Short task: Set down, without alteration, the lines from the one that contains "indicate: dirt clod on fabric" through the final line of the material below.

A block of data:
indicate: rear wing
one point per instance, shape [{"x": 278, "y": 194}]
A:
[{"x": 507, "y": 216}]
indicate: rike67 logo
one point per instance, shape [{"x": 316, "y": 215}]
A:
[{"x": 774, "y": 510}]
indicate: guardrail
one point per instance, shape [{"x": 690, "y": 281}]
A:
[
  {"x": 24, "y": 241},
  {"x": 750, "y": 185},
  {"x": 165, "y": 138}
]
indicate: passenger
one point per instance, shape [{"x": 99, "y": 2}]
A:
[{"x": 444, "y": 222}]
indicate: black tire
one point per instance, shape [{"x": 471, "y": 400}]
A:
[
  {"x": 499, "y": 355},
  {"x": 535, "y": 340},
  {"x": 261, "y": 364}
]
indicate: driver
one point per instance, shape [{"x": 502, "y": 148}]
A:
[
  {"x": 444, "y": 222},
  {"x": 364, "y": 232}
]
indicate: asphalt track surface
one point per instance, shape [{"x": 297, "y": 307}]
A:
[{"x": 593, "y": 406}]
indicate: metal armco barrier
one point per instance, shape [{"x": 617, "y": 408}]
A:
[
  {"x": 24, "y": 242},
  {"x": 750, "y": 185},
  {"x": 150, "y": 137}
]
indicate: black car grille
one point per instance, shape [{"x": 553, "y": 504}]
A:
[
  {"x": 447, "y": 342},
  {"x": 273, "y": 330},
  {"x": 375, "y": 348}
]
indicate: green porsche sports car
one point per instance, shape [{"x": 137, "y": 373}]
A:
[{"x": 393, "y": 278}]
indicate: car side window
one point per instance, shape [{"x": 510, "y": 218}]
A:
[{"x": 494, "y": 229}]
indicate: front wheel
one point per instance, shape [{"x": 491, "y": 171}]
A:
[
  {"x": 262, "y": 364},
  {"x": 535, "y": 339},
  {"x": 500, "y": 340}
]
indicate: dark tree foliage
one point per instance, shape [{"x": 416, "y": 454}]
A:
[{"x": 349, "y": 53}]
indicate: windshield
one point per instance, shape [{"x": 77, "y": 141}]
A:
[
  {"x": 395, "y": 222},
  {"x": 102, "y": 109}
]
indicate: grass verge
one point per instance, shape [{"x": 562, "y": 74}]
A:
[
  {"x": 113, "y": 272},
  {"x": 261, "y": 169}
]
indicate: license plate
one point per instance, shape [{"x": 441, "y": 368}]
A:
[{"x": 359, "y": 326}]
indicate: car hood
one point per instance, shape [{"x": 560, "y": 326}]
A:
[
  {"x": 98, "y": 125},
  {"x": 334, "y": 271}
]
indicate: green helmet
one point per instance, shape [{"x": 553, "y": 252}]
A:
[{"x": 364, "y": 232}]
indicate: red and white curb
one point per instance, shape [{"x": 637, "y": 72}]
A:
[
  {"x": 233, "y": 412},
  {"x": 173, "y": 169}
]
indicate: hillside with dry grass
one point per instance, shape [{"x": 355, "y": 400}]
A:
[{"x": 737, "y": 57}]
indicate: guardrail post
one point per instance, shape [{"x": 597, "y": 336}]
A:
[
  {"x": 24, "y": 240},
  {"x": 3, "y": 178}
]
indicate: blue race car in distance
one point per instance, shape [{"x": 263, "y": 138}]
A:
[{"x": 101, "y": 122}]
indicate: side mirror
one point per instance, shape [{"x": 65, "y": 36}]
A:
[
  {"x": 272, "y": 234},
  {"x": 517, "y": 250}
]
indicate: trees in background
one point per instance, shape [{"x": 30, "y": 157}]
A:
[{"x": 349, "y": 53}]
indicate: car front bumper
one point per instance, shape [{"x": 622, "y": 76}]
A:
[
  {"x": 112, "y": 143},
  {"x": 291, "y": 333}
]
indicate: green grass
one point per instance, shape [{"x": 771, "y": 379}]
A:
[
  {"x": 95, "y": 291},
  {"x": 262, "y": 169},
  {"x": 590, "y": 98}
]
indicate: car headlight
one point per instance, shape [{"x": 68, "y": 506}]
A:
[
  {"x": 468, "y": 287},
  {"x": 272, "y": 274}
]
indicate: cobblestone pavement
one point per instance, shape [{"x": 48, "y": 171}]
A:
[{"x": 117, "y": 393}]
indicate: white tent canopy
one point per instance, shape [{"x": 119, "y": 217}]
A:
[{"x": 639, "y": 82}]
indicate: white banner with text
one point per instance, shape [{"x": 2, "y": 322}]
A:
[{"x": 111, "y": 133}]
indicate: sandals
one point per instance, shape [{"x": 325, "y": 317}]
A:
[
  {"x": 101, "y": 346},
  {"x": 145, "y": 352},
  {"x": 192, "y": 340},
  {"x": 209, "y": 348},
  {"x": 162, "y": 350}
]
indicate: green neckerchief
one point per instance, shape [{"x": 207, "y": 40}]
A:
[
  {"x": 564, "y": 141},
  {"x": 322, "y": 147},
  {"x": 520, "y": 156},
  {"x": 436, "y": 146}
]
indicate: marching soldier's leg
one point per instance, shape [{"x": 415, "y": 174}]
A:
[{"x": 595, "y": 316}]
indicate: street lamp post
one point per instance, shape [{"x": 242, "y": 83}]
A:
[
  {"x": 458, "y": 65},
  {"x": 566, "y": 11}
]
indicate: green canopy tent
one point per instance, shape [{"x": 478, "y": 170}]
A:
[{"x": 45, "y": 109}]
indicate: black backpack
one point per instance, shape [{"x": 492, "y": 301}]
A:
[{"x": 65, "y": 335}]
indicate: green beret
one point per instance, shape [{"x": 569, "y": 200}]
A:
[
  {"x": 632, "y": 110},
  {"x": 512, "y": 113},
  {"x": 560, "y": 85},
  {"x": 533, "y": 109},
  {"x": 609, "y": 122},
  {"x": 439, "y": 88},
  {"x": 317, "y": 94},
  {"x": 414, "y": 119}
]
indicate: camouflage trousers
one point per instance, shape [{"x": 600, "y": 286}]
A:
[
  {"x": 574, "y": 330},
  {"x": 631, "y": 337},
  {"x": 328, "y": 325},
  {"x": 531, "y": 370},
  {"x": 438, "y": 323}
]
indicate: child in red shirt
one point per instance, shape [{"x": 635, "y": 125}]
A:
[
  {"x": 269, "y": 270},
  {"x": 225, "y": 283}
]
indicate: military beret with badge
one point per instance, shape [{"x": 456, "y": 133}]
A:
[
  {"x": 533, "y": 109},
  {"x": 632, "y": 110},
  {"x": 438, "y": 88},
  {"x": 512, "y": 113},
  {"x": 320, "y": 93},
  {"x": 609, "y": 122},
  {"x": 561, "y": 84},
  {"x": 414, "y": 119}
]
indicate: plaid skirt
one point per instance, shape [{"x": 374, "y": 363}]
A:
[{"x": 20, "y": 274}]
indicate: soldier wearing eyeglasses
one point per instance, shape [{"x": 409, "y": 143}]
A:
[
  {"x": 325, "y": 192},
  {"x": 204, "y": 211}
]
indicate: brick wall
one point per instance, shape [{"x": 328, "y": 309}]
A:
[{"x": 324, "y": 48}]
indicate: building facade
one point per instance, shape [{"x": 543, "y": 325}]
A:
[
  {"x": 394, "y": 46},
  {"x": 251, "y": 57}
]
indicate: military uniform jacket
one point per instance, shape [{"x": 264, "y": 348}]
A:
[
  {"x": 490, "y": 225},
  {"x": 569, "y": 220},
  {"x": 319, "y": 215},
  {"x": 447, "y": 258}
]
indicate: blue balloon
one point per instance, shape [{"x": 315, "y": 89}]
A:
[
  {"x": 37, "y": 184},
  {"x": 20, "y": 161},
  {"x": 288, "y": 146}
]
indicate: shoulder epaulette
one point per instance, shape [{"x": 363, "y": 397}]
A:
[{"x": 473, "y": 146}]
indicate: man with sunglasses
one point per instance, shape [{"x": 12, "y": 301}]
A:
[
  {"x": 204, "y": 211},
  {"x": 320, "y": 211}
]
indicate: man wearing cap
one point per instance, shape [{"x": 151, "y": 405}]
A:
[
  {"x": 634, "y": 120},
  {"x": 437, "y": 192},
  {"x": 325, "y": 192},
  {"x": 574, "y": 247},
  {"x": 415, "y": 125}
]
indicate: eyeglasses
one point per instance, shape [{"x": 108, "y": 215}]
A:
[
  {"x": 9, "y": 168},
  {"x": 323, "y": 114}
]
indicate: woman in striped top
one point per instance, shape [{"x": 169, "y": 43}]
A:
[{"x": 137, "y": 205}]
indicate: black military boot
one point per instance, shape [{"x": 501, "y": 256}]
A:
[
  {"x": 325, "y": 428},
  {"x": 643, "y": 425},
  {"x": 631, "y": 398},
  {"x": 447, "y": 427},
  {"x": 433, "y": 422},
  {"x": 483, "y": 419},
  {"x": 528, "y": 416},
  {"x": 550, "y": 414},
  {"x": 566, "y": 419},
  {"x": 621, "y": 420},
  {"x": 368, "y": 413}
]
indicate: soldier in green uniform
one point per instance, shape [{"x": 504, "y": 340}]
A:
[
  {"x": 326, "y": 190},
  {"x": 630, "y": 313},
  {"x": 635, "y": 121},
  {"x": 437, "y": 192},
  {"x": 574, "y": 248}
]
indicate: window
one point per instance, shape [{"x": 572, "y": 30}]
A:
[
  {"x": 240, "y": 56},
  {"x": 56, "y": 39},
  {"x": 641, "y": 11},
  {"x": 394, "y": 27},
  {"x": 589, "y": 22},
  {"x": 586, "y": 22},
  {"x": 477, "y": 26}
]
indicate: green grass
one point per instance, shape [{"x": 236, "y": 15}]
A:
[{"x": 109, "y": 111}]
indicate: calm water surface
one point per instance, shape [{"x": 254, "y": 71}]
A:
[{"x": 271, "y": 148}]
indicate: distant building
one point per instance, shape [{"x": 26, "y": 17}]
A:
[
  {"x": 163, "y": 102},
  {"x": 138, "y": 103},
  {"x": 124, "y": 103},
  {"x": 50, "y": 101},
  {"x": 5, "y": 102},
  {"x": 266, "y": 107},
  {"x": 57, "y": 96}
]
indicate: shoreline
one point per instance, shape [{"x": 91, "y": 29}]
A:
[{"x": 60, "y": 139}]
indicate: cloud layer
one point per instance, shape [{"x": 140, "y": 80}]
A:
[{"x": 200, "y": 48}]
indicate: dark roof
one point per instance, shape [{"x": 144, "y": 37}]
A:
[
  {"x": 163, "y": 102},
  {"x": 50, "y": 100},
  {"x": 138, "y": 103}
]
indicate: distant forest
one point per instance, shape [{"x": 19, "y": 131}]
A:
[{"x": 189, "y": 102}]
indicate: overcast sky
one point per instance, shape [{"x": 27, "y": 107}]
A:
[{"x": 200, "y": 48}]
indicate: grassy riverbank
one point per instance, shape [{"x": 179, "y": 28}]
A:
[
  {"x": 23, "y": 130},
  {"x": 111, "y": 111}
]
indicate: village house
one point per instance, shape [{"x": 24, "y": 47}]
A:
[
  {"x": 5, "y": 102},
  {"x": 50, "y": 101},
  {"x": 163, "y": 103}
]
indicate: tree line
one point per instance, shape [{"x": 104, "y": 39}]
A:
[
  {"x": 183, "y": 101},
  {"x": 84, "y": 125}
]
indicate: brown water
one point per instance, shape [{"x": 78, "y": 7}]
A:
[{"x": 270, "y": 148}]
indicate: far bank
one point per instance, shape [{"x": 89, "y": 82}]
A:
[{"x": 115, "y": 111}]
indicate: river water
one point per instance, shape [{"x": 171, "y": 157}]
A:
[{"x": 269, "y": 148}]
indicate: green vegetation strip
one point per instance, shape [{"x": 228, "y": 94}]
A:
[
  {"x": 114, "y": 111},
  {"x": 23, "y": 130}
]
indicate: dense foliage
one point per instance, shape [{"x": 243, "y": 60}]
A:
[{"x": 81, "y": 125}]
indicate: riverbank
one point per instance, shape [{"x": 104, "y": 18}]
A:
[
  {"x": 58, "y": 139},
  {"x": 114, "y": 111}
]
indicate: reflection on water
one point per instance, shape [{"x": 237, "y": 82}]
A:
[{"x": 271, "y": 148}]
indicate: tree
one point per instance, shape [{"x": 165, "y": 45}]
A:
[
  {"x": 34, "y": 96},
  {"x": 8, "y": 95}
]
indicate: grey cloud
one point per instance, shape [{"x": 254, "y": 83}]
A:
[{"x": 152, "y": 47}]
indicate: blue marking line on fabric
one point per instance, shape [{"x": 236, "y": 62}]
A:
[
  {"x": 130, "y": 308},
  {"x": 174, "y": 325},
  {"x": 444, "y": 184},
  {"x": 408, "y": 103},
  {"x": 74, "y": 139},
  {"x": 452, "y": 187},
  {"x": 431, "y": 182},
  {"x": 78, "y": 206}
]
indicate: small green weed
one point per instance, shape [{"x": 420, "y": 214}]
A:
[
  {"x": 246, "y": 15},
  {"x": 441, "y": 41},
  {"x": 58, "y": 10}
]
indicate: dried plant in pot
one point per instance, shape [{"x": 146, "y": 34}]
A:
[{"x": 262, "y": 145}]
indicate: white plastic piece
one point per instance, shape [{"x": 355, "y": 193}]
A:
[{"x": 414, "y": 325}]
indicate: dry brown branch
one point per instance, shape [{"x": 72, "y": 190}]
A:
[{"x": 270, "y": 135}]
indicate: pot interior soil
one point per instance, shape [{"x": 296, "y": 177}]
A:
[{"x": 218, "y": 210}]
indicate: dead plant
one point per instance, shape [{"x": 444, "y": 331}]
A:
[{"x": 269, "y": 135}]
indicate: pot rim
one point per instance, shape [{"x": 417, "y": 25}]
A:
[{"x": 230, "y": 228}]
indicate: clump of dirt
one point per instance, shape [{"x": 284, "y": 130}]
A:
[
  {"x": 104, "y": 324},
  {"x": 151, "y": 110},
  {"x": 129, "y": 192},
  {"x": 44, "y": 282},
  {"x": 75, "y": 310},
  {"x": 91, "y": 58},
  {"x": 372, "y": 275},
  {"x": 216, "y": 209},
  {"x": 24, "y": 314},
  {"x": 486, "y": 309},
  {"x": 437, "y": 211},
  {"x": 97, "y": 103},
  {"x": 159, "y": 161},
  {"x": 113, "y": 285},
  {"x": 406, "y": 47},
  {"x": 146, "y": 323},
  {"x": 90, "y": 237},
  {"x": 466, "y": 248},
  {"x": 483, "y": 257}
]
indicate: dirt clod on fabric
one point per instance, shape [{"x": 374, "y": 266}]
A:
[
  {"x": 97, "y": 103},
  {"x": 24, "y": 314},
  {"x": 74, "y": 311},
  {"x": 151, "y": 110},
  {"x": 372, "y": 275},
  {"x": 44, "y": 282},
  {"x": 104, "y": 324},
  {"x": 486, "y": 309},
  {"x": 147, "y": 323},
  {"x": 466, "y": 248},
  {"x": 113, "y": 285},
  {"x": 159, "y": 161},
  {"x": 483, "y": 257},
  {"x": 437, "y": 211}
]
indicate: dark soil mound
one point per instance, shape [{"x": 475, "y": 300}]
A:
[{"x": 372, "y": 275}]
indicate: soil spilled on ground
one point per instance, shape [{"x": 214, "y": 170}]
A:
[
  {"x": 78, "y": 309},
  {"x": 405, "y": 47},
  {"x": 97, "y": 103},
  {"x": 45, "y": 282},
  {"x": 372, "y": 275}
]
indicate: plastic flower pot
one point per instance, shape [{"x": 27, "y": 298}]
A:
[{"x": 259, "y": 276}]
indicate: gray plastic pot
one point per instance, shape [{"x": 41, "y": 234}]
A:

Exercise output:
indicate: dirt clod on fabric
one point per instance, shape [{"x": 374, "y": 266}]
A:
[
  {"x": 97, "y": 103},
  {"x": 24, "y": 314},
  {"x": 74, "y": 311},
  {"x": 151, "y": 110},
  {"x": 372, "y": 275},
  {"x": 44, "y": 282},
  {"x": 104, "y": 324},
  {"x": 486, "y": 309},
  {"x": 147, "y": 323},
  {"x": 466, "y": 248},
  {"x": 113, "y": 285},
  {"x": 159, "y": 161},
  {"x": 483, "y": 257},
  {"x": 437, "y": 211}
]
indicate: dark soil mound
one point per instance, shape [{"x": 475, "y": 300}]
A:
[{"x": 372, "y": 275}]
indicate: soil spilled on ground
one point per instance, shape [{"x": 214, "y": 170}]
A:
[
  {"x": 78, "y": 309},
  {"x": 405, "y": 47},
  {"x": 97, "y": 103},
  {"x": 45, "y": 282},
  {"x": 372, "y": 275}
]
indicate: plastic flower pot
one point per instance, shape [{"x": 27, "y": 298}]
A:
[{"x": 259, "y": 276}]
indicate: gray plastic pot
one point per instance, shape [{"x": 41, "y": 234}]
A:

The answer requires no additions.